◆ THE PROBLEM
Leave out every picture, and return exactly the lines from the line containing "Practice step: identify the stadium" through the end of the records below, both inclusive.

◆ INFORMATION GIVEN

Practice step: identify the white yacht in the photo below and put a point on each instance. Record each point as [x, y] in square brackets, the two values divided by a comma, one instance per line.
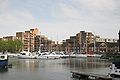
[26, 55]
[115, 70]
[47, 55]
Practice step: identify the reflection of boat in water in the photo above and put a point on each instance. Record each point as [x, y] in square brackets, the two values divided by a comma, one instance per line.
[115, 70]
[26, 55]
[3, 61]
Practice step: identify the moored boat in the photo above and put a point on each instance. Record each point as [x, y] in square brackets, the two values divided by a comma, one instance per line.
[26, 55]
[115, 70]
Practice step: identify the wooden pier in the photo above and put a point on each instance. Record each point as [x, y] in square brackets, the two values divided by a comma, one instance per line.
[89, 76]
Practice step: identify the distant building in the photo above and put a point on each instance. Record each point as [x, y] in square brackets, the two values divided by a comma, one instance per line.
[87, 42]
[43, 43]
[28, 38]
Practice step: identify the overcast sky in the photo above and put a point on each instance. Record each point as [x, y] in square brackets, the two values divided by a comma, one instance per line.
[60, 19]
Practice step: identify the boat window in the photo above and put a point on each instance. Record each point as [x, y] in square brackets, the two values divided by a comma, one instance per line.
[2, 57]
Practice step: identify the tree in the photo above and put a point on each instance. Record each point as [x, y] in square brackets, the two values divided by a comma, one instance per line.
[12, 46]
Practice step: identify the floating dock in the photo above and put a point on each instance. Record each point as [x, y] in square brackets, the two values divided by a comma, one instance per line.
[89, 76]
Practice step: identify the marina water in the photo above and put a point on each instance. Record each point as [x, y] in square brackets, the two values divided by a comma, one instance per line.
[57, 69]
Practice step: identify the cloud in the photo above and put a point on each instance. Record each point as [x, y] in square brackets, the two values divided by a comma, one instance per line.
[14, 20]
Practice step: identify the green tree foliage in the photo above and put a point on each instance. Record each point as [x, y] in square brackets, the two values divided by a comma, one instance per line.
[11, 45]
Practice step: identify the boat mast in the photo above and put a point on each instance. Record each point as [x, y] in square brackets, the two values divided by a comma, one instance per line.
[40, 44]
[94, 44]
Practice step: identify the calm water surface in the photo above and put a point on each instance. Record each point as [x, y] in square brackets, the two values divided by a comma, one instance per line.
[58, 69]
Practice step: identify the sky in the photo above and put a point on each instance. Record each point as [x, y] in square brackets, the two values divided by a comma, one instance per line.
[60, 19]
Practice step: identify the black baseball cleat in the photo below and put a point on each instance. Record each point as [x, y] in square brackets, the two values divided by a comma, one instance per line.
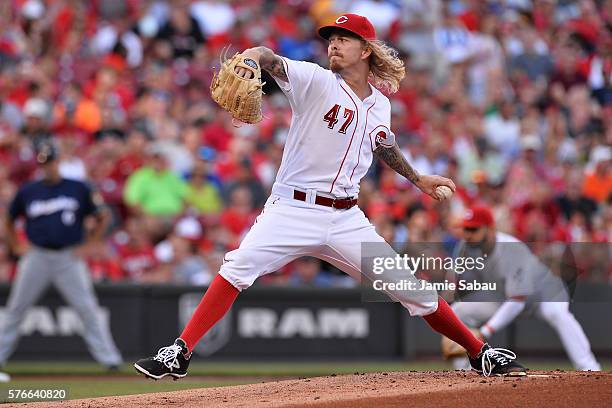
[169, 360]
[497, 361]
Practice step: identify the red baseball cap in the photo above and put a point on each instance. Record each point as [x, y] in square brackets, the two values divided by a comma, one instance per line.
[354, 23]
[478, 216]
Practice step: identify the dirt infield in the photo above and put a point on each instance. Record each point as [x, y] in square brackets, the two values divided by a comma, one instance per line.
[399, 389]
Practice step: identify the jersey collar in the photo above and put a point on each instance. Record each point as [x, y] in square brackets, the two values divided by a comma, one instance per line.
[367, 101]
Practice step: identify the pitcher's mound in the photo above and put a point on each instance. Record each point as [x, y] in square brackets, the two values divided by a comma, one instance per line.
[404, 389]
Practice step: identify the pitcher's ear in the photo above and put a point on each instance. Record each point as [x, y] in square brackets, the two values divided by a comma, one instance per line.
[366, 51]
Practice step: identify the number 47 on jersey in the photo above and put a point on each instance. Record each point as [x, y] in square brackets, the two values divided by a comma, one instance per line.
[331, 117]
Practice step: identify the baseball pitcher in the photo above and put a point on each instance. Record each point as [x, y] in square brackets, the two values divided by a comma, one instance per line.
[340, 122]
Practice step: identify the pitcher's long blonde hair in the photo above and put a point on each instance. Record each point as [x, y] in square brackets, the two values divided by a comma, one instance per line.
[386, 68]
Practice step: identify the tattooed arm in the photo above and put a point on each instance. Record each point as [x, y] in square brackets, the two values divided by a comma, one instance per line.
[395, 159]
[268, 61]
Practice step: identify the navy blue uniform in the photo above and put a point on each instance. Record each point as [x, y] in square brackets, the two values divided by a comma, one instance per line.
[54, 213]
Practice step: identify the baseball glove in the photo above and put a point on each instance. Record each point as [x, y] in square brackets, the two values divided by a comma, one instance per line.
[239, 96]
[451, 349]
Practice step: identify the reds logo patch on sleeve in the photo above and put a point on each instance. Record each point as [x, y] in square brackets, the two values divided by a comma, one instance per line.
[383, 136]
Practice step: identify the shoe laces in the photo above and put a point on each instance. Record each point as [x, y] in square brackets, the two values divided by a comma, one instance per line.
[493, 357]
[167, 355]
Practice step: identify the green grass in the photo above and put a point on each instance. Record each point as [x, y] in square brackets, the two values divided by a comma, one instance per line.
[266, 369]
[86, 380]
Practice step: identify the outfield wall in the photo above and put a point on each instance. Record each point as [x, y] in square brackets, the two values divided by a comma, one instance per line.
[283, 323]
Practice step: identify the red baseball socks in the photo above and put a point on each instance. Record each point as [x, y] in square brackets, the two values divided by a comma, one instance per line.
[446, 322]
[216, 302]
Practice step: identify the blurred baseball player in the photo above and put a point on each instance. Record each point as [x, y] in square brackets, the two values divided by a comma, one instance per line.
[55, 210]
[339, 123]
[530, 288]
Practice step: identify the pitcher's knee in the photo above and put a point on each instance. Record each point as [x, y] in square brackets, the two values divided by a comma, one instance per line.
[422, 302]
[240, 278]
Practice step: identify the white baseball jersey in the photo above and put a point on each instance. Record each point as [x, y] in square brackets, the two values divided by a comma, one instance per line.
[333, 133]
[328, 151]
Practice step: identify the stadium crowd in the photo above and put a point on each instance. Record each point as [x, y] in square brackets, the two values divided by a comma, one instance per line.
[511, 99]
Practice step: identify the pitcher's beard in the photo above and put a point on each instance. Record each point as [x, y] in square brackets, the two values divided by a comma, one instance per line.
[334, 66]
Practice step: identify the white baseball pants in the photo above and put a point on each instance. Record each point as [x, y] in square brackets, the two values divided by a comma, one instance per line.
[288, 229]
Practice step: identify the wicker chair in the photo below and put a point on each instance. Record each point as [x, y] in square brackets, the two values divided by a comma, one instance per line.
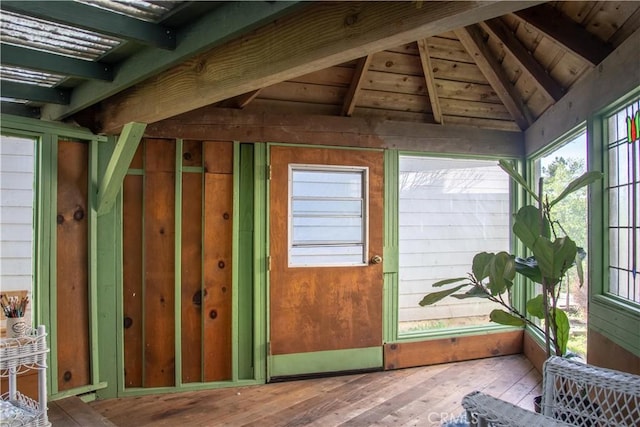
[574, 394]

◆ OUTPUT FOR THIS TASK
Practice step: identify the stadium crowd in the photo above and put a point on each instance. Record each point as [x, y] in square brackets, the two values divided by a comma, one instance per line.
[511, 99]
Practice step: identify the pitcher's beard in the photo above and put a point on each instance. Record each point as [x, y] in square brackets, the two values divided by a comma, one instance per line.
[334, 66]
Practice step: identify the white baseball pants in the photo above and put a point on each instance. Record each point as [x, y] in square brackets, the two values divided by a comma, one instance per line.
[288, 229]
Practice step: identify the wicker chair in the photo below and put a point on each instance. Record each point as [x, y] in square brackets, the two values divided by a comma, one instance per line.
[574, 394]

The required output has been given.